I am also afflicted by lack of space, so when I picked up my first TS, it turned out to be the low end Ryobi RTS20. I had been looking at table saws for about a year when I gave up making an 'informed decision' regarding units in the middle to higher end of the price ranges. I gave up 189.00 for the unit at Home Depot to get the ball rolling and learn what features are important by using and doing.

As it turns out, the fold up stand it came with turned out to be a 'huge' bonus for saving space. It does spend half the time tucked away under the workbench. It wouldn't be a huge effort to convert this unit to a table top model by putting some T-nuts on the underside of a section of plywood and using longer bolts than the ones that connect it to the folding stand.

My biggest 'gripe' about the unit is the 'rot gut' miter slots. Rather than using an insert, or actually machining a slot into a heavy cast table, they just 'faked' it. Skil does the same thing on their bottom of the line units. The Miter uses a 'thicker part down' T shaped rail that slides under two sets of tabs in a slot that is narrower than most 'third party accessories' can use. It also complicates the creation of cross cut sleds or box-joint jigs.

You mentioned an interest in smaller sized blades with regards to smoother cuts. I don't see any reason 8" blades couldn't be used on a 10" saw, especially since most 8" dado-stacks are used on 10" table saws!. I haven't had the need to put any of my 7.25" blades on it, but they have the same arbor size, so if I thought the blade was a better match to the material than the closest 10" blade I have, I would do it in a snap as long as the RPM ratings were compatible.

On the topic of horsepower, I think the density of the material being cut is the big thing there. Ripping up 4x4 fir is always going to be an easier cut than 2x2 oak would be. I do know that the Ryobi had no problem at all cutting up some used 4x4 posts down into 1x4 boards, and whatever it's HP rating is, I doubt it is on the high side.

One thing I have considered doing is crafting up some sort of multi purpose cover sheet to lay over the surface of my TS when it's not being used as a TS. In this way it could be used as a multi purpose table the rest of the time. The fold up stand does ok for cutting, but I wouldn't want to put it to the test of being a 'hand planing' friendly workbench.

Good Luck with your Quest!


----------



## Cochese (Jan 12, 2010)

# Data block
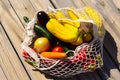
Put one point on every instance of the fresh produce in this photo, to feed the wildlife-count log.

# Work to be completed
Continue the table saw discussion from the point where it stops.

# Task answer
Timberline said:


> Dan,
> 
> Yes, sorry that was a typo. It's really 4.4 hp :yes4:
> 
> ...


4.4HP? Perhaps right before all the smoke pours out. Bosch is using some math unknown to other humans.

http://www.veris.com/calculator.aspx


----------



## DaninVan (Jan 1, 2012)

*Heh..."smoke" and mirrors?* 
Just having a little fun with ya, Timberline. If it's doing a great job for you, that's all that's really important. Having said that, and I know I'm repeating myself, but go with what's stamped on the motor label; it's the only meaningful info that you can trust. 
Here's an excellent discussion explaining the physics/math in lay terms, for electric motors rather than in the more usual automotive terms:
http://www.kevinsbrady.net/motors.pdf

Cheers,
-Dan


----------



## KCRich (Dec 26, 2011)

Sorry to hear you've been cursed with a small shop. I, too, have that same problem. At best mine is a 2 butt shop. My wife says it could be a 3 butt if I wasn't such a big one. But I'm too old to buy another house and move. Besides, this house is paid for. We have to deal with what we got, I guess.
Anyway...I, like bobbotron, also have the Ridgid R4510 and I love it. Bobbotron's assesment of the machine is spot on. It really is a good machine but there are definitely some areas of limitation. (And I'm kind of jealous of the guys with the big cabinet saws.)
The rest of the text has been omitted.